Page excerpt —

Pye Compressor

[CJ]

Awesome! Thanks so much!!! 

could you try and measure the core dimensions?

just measure over the brackets,cans,or frames, close enuff,

can you see what color the lams are?

do you have a signal generator and an ammeter and voltmeter?

inject 20 Hz into the primaries at  a level close to what the transformer might see, probably 1 to 5 volts,

write down voltage and current for each xfmr,

here is the test set up

 

[DE]

Hi CJ, yes I can do this tomorrow morning (UK time!).
Will try to take photos with dimensions as well.
It looks like the compressor is now working to full spec but as I said, I'm still concerned about the output transistor temperature which seems too high for long term reliability.
DE

 

[CJ]

check your rail voltages,  reducing Vcc will drop heat,

 

[DE]

Hi CJ, here are the results.
Feeding 1v RMS sine wave at 20 Hz into the output transformer primary (pins 1 and 3) gives 2.56mA (at 1kHz it gives 0.47 mA).
(All other windings including the Zobel network disconnected.)

Feeding 1v @ 20Hz into the side chain transformer primary (pins 1 and 3) gives 0.160mA.
(Secondary disconnected.)

Feeding 1v @20Hz into the input transformer primary (pins 1 and 3) gives 0.007mA. Yes really, I double checked it! (Secondary disconnected of course).

I'm not sure how accurate the current reading of my multimeter is at 20Hz but the volts were measured on a scope with RMS voltage reading so are good.
Laminations of the op transformer are shown in the attached drawing, as are the other transformer sizes. I failed to get decent photos today but will post some as soon as possible and will include a picture of the oscillator coil which others might be interested in.
OP transformer laminations are silver/grey under some very thick yellow varnish. Overall size is around 52x33mm with a slightly unusual clamping arrangement.
As to the heat problem, I'm seeking advice elsewhere but am currently running at 15.5 volts instead of 16 and have fitted heatsinks which seem to help. I think I might increase the emitter resistors and see what that does, who needs to run at +24 dB these days?

 

[CJ]

Great Work!  Awesome!  This should be enough info to wind these things,

Here is the primary  inductance-1 V-rms 20Hz

Output: 3.11 Henries
Side Chain 49.76 H
Input 1137 H.

workingon the lams...

did you post the side chain and input DCR? can not find it..

 

[CJ]

here is an estimate of what is going down here,



output>

 

[DE]

Great work!
Here are the DCRs of the other two transformers that I thought I put in an earlier post but must have forgotten.
Input Trans Pri=821ohms Sec=864ohms
In the manual, the L is shown a as 135H at 50Hz, my meter (Peak Atlas LCR) measures L at 15kHz so is completely wrong.

Side chain Trans Pri=67ohms, Sec=200 ohms.

Stated exercise 1 — Reproduce the part of the Pye compressor thread between "(All other windings" and "so are good.", inclusive, word for word.
The records have no connection to the Pye compressor thread.

Material shown —

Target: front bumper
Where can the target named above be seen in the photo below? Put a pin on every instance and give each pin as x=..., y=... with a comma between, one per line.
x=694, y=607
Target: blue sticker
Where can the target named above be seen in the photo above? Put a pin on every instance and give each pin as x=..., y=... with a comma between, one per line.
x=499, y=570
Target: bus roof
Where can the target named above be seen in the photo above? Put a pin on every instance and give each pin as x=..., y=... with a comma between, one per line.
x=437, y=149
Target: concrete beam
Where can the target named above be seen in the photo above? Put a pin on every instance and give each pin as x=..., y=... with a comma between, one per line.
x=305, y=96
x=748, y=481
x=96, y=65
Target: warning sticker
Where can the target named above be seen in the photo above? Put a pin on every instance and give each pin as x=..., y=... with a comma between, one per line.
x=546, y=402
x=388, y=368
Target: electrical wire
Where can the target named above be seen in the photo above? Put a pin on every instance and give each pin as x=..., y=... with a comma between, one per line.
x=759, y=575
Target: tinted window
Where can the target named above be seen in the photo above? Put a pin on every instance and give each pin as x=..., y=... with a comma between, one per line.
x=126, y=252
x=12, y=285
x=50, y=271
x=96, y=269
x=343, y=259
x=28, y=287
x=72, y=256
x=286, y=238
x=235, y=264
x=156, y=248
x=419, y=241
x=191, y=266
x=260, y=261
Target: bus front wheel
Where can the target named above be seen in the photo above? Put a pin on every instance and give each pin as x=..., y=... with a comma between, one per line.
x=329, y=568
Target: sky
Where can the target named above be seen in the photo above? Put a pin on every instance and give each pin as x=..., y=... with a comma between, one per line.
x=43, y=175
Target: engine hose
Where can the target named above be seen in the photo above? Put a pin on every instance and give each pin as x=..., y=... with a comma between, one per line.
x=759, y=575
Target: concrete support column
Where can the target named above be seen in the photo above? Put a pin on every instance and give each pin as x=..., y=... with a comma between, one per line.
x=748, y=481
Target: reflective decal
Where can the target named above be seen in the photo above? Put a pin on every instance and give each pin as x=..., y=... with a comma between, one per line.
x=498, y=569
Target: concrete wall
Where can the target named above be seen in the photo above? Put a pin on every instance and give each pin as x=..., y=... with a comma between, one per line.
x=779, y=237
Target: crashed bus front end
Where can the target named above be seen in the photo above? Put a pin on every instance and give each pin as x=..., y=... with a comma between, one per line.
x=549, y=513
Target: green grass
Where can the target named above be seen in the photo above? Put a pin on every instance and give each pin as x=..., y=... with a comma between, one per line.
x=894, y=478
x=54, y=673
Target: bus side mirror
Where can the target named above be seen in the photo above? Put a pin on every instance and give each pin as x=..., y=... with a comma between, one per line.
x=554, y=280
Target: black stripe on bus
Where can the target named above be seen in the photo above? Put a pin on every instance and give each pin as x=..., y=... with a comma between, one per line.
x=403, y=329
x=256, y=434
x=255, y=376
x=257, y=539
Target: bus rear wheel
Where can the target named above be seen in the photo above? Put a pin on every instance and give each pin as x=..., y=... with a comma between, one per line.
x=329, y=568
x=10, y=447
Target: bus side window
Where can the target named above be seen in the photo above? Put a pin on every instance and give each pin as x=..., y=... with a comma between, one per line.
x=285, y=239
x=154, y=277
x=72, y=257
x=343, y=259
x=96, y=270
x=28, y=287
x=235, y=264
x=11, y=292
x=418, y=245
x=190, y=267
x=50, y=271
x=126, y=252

Stated exercise 2 — Render the records between the lines holding "Target: sky" and "x=554, y=280", inclusive, as a two-column CSV with columns input and output, one row per request. Put each request's text and its answer in a single quoted field, with line breaks replaced by spaces.

Exercise result 1 —
(All other windings including the Zobel network disconnected.)

Feeding 1v @ 20Hz into the side chain transformer primary (pins 1 and 3) gives 0.160mA.
(Secondary disconnected.)

Feeding 1v @20Hz into the input transformer primary (pins 1 and 3) gives 0.007mA. Yes really, I double checked it! (Secondary disconnected of course).

I'm not sure how accurate the current reading of my multimeter is at 20Hz but the volts were measured on a scope with RMS voltage reading so are good.

Exercise result 2 —
input,output
"Target: sky Where can the target named above be seen in the photo above? Put a pin on every instance and give each pin as x=..., y=... with a comma between, one per line.","x=43, y=175"
"Target: engine hose Where can the target named above be seen in the photo above? Put a pin on every instance and give each pin as x=..., y=... with a comma between, one per line.","x=759, y=575"
"Target: concrete support column Where can the target named above be seen in the photo above? Put a pin on every instance and give each pin as x=..., y=... with a comma between, one per line.","x=748, y=481"
"Target: reflective decal Where can the target named above be seen in the photo above? Put a pin on every instance and give each pin as x=..., y=... with a comma between, one per line.","x=498, y=569"
"Target: concrete wall Where can the target named above be seen in the photo above? Put a pin on every instance and give each pin as x=..., y=... with a comma between, one per line.","x=779, y=237"
"Target: crashed bus front end Where can the target named above be seen in the photo above? Put a pin on every instance and give each pin as x=..., y=... with a comma between, one per line.","x=549, y=513"
"Target: green grass Where can the target named above be seen in the photo above? Put a pin on every instance and give each pin as x=..., y=... with a comma between, one per line.","x=894, y=478 x=54, y=673"
"Target: bus side mirror Where can the target named above be seen in the photo above? Put a pin on every instance and give each pin as x=..., y=... with a comma between, one per line.","x=554, y=280"